Document segment:
────────────────────────────────────────
First, there is a lot of misinformation, superstition, confusing math, and technobabble around passwords.

  • Some security experts believe that a combination of special characters, numbers, and mixed case letters automatically make passwords unguessable, but they don't know or disagree what the optimal mix is. The guidance also should be changed depending on the native language of the users, but many site administrators are unaware of the differences.
  • Some don't understand the massively parallel computing resources available to modern password attackers. Hard drives containing rainbow tables of every possible 8 character string hashed with MD5 are sold online. Cloud based computing clusters, purpose-built arrays of graphics cards, and thousands of botnet controlled computers are all being employed by people to crack passwords. Databases of previously cracked passwords, dictionaries from every language, song lyrics, and movie quotes are all readily available to the enterprising hacker when it comes time to testing guesses.
  • People remember hearing things like "don't write passwords down", which was advice from 20 years ago when you could count on the secretary to write her boss's password on a post-it note stuck to her monitor, and the biggest threat was someone could walk by her desk when she was at lunch. I have yet to disassemble a keystroke logger that is able to read a sheet of handwritten paper kept in my wallet. But some people still repeat this advice today.
  • And technical people don't help when they toss around terms like "entropy" and numbers like "7 to the 95th power" that mean nothing to an average person; at the same time they ignore the psychology of the average user who doesn't want to enter 12 cryptographically random characters, let alone be asked to remember them for each of a dozen web sites.
────────────────────────────────────────
Data:
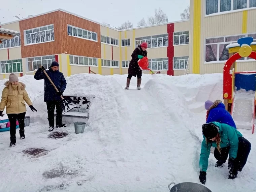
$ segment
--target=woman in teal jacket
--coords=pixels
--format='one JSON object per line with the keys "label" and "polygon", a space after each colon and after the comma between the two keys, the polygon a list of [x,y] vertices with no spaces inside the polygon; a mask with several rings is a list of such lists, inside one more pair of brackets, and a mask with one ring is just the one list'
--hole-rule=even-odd
{"label": "woman in teal jacket", "polygon": [[246,163],[251,151],[251,143],[239,131],[227,124],[216,122],[205,123],[203,125],[202,130],[203,140],[199,162],[200,182],[205,184],[208,158],[212,146],[215,148],[214,157],[218,161],[215,167],[222,167],[229,153],[228,178],[236,178],[237,171],[241,171]]}

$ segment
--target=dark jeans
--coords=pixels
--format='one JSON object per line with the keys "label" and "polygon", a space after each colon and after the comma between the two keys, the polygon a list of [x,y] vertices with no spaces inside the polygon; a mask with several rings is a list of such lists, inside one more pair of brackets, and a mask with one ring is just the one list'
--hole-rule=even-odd
{"label": "dark jeans", "polygon": [[62,109],[61,108],[60,102],[58,101],[47,101],[46,102],[48,115],[48,121],[49,126],[54,127],[54,110],[56,106],[56,125],[60,125],[62,123]]}
{"label": "dark jeans", "polygon": [[[238,150],[236,158],[235,159],[235,164],[237,170],[239,171],[242,171],[243,168],[246,163],[248,156],[251,151],[251,143],[244,137],[238,138]],[[221,154],[216,148],[214,150],[214,157],[218,161],[223,163],[226,162],[229,152],[230,147],[224,147],[221,149]]]}
{"label": "dark jeans", "polygon": [[[24,127],[25,126],[24,119],[26,112],[19,114],[8,114],[9,121],[10,121],[10,134],[11,136],[11,142],[16,143],[16,121],[18,120],[20,127],[20,135],[21,137],[25,136]],[[15,140],[15,141],[14,141]]]}
{"label": "dark jeans", "polygon": [[[127,78],[128,79],[131,79],[132,77],[132,75],[130,75],[130,74],[128,74],[128,76],[127,77]],[[138,79],[140,79],[141,78],[141,74],[139,74],[139,75],[137,74],[137,78]]]}

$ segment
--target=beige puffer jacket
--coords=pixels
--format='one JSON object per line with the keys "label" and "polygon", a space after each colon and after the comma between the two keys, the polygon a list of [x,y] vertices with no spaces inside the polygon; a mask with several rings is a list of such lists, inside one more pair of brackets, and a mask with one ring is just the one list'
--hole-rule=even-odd
{"label": "beige puffer jacket", "polygon": [[26,85],[21,82],[19,84],[20,88],[19,93],[18,85],[12,85],[9,81],[4,84],[6,87],[2,94],[0,111],[3,111],[6,106],[6,114],[18,114],[27,111],[24,100],[29,106],[33,105],[25,89]]}

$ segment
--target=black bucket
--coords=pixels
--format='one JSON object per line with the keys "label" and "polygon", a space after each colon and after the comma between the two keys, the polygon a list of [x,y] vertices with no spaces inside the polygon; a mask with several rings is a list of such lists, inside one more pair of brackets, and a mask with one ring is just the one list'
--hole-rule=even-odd
{"label": "black bucket", "polygon": [[[170,187],[172,184],[174,184],[174,186],[171,188]],[[170,192],[212,192],[202,185],[189,182],[181,183],[177,184],[173,182],[169,184],[168,188]]]}

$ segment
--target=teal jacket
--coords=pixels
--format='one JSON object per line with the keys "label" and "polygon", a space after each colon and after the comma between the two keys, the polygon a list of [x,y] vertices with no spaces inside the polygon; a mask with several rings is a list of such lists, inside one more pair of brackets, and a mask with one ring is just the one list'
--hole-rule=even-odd
{"label": "teal jacket", "polygon": [[[230,147],[229,157],[235,159],[238,150],[238,138],[243,137],[243,135],[239,131],[228,125],[216,122],[212,123],[219,128],[219,133],[221,139],[221,148]],[[201,171],[206,172],[208,167],[208,158],[210,155],[211,147],[212,146],[217,148],[217,144],[216,142],[212,141],[208,142],[208,145],[206,145],[205,137],[203,136],[203,140],[202,142],[199,166]]]}

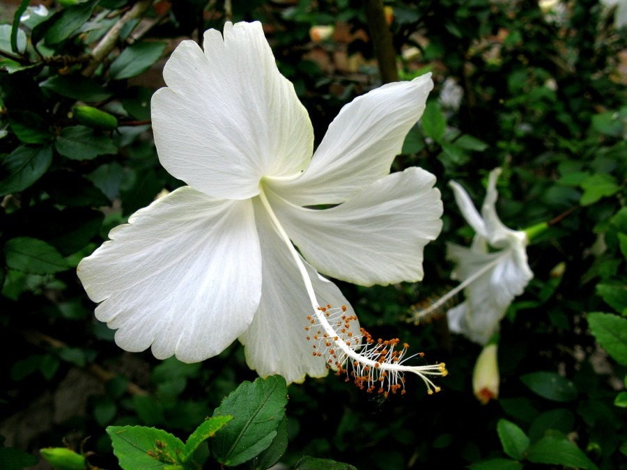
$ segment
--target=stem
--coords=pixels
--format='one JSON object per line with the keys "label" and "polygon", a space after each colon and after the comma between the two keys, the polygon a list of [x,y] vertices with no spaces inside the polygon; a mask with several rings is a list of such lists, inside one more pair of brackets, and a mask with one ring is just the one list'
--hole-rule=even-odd
{"label": "stem", "polygon": [[153,0],[139,0],[133,7],[118,20],[113,27],[109,30],[104,37],[100,40],[98,45],[91,52],[91,61],[83,70],[84,77],[91,77],[100,65],[100,63],[115,48],[120,38],[122,28],[131,21],[141,17],[153,4]]}
{"label": "stem", "polygon": [[392,44],[392,36],[385,21],[382,0],[365,0],[364,10],[368,20],[370,36],[374,48],[379,75],[382,84],[398,81],[396,68],[396,52]]}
────────────────────────────────────────
Exercise requirements: Quote the text on password misconceptions, starting at "First, there is" and ending at "of the differences.".

Response to the task:
First, there is a lot of misinformation, superstition, confusing math, and technobabble around passwords.

  • Some security experts believe that a combination of special characters, numbers, and mixed case letters automatically make passwords unguessable, but they don't know or disagree what the optimal mix is. The guidance also should be changed depending on the native language of the users, but many site administrators are unaware of the differences.